- [Objective 1]: Please reproduce the rows verbatim, from the row containing "Exercise. Indicate with a point every instance of the cow's neck" through the end of the rows.

- [Reading text]:
Improve handling of interior types.

Also make it faster and use less memory.
randall77 · Oct 2, 2017 · f5abba7 · f5abba7
1 parent 088b3f7
commit f5abba7
Show file tree

Hide file tree

Showing 3 changed files with 96 additions and 49 deletions.
diff --git a/gocore/dwarf.go b/gocore/dwarf.go
@@ -255,17 +255,19 @@ func runtimeName(dt dwarf.Type) string {
 	}
 }
 
+// A typeChunk records type information for a portion of an object.
+// Similar to a typeInfo, but it has an offset so it can be used for interior typings.
 type typeChunk struct {
-	a core.Address // address in object
-	t *Type        // type
-	r int64        // repeat count
+	off int64
+	t   *Type
+	r   int64
 }
 
-func (c typeChunk) min() core.Address {
-	return c.a
+func (c typeChunk) min() int64 {
+	return c.off
 }
-func (c typeChunk) max() core.Address {
-	return c.a.Add(c.r * c.t.Size)
+func (c typeChunk) max() int64 {
+	return c.off + c.r*c.t.Size
 }
 func (c typeChunk) size() int64 {
 	return c.r * c.t.Size
@@ -274,68 +276,97 @@ func (c typeChunk) matchingAlignment(d typeChunk) bool {
 	if c.t != d.t {
 		panic("can't check alignment of differently typed chunks")
 	}
-	if c.a >= d.a {
-		return d.a.Sub(c.a)%c.t.Size == 0
-	}
-	return c.a.Sub(d.a)%c.t.Size == 0
+	return (c.off-d.off)%c.t.Size == 0
 }
 
 func (c typeChunk) merge(d typeChunk) typeChunk {
-	if c.t != d.t {
+	t := c.t
+	if t != d.t {
 		panic("can't merge chunks with different types")
 	}
-	if c.a <= d.a {
-		delta := d.a.Sub(c.a)
-		if delta%c.t.Size != 0 {
-			panic("can't merge poorly aligned chunks")
-		}
-		return typeChunk{a: c.a, t: c.t, r: d.r + delta/c.t.Size}
-	}
-	delta := c.a.Sub(d.a)
-	if delta%c.t.Size != 0 {
+	size := t.Size
+	if (c.off-d.off)%size != 0 {
 		panic("can't merge poorly aligned chunks")
 	}
-	return typeChunk{a: d.a, t: c.t, r: c.r + delta/c.t.Size}
+	min := c.min()
+	max := c.max()
+	if x := d.min(); x < min {
+		min = x
+	}
+	if x := d.max(); x > max {
+		max = x
+	}
+	return typeChunk{off: min, t: t, r: (max - min) / size}
 }
 func (c typeChunk) String() string {
-	return fmt.Sprintf("%x[%d]%s", c.a, c.r, c.t)
+	return fmt.Sprintf("%x[%d]%s", c.off, c.r, c.t)
 }
 
 // typeHeap tries to label all the heap objects with types.
 func (p *Program) typeHeap() {
-	nobj := p.nObj
+	// Type info for the start of each object. a.k.a. "0 offset" typings.
+	p.types = make([]typeInfo, p.nObj)
 
-	// Mapping from object index to the type info we have for that object.
+	// Type info for the interior of objects, a.k.a. ">0 offset" typings.
 	// Type information is arranged in chunks. Chunks are stored in an
 	// arbitrary order, and are guaranteed to not overlap. If types are
 	// equal, chunks are also guaranteed not to abut.

- [Objective 2]: In the commit, what does the added comment say a typeChunk records?

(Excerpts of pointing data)
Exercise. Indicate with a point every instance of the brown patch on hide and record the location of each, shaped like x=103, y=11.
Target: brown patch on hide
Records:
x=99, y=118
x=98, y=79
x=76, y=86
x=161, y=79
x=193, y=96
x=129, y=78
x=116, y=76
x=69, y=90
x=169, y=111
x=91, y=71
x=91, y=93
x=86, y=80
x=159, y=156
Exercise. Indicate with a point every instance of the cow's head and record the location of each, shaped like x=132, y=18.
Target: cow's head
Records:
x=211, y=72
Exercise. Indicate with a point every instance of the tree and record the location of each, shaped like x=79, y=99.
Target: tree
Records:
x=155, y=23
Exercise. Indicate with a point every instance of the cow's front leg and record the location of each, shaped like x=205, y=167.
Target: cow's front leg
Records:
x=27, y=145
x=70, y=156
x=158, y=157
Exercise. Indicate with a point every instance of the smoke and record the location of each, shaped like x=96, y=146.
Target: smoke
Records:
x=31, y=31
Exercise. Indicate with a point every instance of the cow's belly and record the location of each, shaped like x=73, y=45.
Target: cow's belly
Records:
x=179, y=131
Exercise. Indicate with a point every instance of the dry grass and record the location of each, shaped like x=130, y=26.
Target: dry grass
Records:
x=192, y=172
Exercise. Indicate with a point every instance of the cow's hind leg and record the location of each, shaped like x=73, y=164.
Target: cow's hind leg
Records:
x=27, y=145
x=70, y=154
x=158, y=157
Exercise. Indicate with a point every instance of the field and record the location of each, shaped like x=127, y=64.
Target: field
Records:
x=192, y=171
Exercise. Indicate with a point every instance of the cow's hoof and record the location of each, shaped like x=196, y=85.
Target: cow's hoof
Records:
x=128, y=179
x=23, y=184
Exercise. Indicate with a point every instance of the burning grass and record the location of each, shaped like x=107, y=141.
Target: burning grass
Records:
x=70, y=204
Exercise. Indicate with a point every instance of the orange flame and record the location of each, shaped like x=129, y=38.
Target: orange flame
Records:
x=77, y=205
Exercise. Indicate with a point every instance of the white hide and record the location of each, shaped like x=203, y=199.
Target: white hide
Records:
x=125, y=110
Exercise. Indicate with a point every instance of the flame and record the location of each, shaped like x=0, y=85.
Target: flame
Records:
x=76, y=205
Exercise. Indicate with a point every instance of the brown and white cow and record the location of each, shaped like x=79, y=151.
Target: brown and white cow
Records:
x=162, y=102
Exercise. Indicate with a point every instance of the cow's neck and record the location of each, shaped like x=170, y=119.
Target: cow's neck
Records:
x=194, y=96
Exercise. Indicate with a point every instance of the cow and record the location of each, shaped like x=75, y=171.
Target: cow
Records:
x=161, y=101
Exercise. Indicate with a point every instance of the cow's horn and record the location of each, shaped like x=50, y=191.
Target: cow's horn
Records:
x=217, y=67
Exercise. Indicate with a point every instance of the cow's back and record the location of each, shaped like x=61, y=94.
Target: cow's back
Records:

- [Written solution 1]:
Exercise. Indicate with a point every instance of the cow's neck and record the location of each, shaped like x=170, y=119.
Target: cow's neck
Records:
x=194, y=96
Exercise. Indicate with a point every instance of the cow and record the location of each, shaped like x=75, y=171.
Target: cow
Records:
x=161, y=101
Exercise. Indicate with a point every instance of the cow's horn and record the location of each, shaped like x=50, y=191.
Target: cow's horn
Records:
x=217, y=67
Exercise. Indicate with a point every instance of the cow's back and record the location of each, shaped like x=61, y=94.
Target: cow's back
Records:

- [Written solution 2]: Type information for a portion of an object.